╔══
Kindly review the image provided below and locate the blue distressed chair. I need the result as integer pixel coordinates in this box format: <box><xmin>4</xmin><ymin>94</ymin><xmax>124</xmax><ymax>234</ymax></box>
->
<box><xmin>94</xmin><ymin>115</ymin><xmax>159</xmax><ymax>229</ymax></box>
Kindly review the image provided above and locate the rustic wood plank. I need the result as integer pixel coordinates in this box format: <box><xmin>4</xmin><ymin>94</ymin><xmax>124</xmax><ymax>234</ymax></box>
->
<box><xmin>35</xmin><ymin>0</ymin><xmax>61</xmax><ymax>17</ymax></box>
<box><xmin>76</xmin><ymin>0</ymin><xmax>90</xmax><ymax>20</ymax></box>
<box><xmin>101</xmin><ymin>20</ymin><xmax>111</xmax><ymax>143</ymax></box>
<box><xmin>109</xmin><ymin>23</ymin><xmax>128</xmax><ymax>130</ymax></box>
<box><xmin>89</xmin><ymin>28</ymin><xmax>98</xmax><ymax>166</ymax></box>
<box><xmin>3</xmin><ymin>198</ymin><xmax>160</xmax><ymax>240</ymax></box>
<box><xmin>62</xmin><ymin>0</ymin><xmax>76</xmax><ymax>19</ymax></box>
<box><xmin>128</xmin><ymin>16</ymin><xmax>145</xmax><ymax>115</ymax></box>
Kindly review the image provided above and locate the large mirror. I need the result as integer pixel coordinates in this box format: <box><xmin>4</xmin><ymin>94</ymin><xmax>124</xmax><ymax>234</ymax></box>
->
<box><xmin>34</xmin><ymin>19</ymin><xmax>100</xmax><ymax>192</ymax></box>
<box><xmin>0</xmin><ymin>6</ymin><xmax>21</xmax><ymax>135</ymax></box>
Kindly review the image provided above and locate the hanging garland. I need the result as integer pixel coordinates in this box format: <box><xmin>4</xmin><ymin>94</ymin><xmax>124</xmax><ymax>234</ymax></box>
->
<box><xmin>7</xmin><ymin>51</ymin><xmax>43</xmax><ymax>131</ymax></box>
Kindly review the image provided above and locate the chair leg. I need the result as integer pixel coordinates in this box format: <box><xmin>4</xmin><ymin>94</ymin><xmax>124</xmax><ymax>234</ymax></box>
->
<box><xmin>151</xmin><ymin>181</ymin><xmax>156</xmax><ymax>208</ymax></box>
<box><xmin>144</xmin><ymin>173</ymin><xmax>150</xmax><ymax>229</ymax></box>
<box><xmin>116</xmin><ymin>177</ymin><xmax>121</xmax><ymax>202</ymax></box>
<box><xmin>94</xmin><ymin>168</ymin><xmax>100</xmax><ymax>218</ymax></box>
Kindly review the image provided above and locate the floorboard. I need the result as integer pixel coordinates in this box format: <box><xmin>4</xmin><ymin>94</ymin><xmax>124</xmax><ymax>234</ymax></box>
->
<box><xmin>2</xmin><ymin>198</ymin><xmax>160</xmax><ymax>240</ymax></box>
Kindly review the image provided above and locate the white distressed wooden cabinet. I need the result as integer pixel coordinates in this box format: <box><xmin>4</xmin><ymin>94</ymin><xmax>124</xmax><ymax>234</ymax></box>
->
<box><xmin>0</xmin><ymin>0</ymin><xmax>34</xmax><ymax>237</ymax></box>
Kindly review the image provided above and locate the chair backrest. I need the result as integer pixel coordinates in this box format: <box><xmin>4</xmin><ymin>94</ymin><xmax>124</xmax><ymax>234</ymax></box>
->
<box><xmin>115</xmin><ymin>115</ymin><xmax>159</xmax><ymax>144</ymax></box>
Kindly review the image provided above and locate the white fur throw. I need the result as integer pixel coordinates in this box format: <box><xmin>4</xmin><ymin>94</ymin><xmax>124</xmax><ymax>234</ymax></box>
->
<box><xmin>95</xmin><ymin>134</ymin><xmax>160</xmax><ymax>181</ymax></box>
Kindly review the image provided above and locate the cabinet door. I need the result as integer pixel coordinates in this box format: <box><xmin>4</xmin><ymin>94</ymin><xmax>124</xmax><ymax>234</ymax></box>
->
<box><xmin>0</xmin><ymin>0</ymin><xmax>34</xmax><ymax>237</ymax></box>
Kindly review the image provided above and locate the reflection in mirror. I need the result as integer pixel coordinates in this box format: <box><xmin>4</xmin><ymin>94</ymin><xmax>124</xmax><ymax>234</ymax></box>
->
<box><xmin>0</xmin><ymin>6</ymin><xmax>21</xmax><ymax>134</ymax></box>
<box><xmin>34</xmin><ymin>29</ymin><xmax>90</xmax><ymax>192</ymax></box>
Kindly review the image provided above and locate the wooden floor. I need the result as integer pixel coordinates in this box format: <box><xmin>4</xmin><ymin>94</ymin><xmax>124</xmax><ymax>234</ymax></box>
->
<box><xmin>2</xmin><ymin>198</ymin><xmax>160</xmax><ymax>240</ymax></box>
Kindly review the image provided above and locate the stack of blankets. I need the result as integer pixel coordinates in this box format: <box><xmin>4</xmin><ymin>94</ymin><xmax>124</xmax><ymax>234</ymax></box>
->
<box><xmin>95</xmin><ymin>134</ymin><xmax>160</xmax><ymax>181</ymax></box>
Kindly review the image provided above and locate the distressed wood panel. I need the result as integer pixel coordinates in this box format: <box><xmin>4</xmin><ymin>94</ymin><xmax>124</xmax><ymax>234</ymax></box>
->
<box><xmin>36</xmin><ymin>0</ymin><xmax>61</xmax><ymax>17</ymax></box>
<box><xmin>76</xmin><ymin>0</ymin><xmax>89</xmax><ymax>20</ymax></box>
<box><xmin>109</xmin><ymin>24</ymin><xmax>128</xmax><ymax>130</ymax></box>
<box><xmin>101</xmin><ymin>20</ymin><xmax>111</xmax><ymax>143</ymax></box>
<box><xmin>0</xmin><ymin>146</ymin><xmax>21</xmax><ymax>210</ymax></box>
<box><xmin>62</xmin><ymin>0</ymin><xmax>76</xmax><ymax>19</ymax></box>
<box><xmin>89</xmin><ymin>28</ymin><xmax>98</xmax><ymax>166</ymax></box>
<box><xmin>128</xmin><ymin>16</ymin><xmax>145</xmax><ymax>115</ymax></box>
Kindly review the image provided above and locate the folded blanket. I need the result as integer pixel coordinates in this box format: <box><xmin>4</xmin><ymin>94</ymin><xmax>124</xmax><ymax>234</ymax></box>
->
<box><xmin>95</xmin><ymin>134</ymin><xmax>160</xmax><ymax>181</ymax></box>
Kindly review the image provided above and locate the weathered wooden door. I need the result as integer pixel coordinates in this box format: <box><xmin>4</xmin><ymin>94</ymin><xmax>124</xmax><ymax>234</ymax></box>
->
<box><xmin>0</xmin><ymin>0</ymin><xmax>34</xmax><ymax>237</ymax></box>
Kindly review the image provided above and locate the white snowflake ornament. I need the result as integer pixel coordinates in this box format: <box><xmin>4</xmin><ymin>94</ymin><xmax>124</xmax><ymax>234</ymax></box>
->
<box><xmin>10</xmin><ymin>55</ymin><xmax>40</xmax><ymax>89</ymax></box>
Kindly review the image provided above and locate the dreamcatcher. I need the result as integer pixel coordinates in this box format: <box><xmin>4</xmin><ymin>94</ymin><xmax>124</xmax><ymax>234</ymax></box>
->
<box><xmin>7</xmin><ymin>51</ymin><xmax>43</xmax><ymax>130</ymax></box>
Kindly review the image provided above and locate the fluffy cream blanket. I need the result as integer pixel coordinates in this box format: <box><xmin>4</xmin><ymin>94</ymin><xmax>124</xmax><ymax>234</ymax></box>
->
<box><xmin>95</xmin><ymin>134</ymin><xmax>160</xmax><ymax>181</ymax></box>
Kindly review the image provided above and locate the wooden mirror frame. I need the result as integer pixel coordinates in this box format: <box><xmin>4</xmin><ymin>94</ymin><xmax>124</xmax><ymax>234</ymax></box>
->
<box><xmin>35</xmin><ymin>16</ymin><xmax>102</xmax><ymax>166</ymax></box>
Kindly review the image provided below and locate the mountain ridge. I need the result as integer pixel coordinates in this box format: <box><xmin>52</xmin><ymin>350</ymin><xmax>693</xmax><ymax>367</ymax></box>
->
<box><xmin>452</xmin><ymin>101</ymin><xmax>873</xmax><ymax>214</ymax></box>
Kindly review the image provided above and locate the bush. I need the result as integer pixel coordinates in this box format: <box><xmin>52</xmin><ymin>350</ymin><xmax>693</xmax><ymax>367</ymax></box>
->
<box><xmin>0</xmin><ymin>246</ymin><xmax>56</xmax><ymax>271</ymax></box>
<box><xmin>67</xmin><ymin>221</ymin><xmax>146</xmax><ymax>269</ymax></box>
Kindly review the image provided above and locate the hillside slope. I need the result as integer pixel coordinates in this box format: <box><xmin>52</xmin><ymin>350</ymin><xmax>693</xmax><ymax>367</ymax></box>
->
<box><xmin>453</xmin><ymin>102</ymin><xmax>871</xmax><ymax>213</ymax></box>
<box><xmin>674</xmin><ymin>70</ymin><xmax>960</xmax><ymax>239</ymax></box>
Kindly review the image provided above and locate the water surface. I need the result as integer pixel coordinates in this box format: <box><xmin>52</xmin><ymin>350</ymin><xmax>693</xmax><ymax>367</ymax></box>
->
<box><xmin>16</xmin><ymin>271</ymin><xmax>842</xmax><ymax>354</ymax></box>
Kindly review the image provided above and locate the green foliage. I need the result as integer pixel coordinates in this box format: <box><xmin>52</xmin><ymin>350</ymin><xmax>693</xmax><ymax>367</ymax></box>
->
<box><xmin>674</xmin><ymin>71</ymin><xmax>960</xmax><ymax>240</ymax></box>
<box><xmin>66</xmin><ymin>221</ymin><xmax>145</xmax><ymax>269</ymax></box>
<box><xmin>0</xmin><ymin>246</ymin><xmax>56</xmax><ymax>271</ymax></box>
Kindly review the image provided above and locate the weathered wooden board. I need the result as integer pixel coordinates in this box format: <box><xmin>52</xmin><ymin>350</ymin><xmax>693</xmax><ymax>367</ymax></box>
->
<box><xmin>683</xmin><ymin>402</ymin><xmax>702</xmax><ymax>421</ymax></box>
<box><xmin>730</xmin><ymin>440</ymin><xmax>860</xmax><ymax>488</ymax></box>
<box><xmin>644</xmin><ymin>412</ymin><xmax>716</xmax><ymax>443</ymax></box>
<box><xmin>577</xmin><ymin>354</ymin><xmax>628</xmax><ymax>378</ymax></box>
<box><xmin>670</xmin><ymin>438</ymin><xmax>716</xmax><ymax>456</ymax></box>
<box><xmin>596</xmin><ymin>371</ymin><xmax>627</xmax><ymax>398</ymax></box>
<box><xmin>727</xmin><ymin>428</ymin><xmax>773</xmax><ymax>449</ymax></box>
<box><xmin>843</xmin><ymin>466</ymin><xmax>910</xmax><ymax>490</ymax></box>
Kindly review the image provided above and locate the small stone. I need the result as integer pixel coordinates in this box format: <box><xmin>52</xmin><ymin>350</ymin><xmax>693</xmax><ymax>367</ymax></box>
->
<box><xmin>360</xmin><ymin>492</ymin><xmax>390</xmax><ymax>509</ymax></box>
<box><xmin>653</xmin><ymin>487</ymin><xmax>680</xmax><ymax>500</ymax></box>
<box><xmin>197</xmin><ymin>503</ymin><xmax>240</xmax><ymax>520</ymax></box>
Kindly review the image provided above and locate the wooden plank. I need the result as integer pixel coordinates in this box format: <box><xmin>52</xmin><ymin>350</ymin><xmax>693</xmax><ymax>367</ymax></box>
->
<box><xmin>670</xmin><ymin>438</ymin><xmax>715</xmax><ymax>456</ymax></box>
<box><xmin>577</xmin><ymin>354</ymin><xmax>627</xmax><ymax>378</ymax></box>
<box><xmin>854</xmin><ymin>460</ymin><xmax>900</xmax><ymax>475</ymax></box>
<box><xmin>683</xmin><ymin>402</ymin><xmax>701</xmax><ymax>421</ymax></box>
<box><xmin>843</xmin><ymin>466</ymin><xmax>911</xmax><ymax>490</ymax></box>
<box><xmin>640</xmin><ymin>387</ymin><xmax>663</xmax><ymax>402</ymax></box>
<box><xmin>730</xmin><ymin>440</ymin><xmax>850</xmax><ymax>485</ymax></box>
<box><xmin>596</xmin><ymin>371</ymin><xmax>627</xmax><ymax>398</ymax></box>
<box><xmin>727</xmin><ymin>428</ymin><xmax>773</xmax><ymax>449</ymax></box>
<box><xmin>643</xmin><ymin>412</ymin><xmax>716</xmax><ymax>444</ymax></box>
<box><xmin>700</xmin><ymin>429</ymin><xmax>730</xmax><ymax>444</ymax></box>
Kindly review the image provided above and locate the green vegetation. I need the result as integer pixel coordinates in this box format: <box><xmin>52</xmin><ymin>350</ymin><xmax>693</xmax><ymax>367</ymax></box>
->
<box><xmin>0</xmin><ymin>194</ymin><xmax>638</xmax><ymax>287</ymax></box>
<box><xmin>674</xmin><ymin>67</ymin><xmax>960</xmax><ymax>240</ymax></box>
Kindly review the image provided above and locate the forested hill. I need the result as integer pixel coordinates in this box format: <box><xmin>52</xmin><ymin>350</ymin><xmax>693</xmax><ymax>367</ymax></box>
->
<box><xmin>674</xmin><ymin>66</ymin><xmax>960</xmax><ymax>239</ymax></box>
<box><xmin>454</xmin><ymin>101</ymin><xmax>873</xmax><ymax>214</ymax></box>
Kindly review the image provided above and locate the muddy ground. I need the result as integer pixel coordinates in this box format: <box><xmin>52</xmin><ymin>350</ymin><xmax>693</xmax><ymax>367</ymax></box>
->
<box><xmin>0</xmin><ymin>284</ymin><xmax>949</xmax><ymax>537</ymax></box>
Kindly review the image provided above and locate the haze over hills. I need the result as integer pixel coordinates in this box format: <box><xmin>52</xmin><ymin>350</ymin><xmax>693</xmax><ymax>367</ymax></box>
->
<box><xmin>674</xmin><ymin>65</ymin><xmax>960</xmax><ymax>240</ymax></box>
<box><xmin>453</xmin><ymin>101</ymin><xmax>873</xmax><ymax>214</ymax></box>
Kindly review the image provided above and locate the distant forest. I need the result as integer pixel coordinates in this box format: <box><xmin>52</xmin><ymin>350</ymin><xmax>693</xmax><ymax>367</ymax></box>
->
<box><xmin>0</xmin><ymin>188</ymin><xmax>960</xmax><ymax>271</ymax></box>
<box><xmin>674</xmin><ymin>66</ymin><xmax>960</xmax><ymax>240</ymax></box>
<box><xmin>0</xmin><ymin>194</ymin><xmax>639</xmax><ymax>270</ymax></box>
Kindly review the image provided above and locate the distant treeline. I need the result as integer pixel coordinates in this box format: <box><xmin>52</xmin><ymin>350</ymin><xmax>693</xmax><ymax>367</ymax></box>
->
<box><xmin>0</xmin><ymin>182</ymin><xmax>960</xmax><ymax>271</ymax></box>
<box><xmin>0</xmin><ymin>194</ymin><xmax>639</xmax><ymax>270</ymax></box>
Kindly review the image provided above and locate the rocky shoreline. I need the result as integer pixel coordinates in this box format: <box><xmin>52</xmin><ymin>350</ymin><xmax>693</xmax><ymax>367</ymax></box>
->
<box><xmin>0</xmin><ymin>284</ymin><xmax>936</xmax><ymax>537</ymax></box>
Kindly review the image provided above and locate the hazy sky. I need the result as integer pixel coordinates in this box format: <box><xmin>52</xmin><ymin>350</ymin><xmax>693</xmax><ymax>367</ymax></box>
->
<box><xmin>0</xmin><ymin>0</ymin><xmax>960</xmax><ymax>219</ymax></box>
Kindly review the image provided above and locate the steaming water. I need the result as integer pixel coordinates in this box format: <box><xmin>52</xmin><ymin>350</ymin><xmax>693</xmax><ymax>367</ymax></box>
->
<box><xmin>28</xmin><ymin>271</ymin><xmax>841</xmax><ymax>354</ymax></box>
╚══
§ **TASK STATEMENT**
Pick out every line of the listing above that contains the word "water", and copy each one. Match case.

§ **WRITTEN REPLY**
Kindly review the image provided above and locate the water surface. I need the result as integer pixel coordinates in this box format: <box><xmin>52</xmin><ymin>350</ymin><xmax>693</xmax><ymax>367</ymax></box>
Kindly review the image provided above and locate the steaming water. I need the result as integer pixel coordinates in this box format: <box><xmin>52</xmin><ymin>350</ymin><xmax>693</xmax><ymax>367</ymax></box>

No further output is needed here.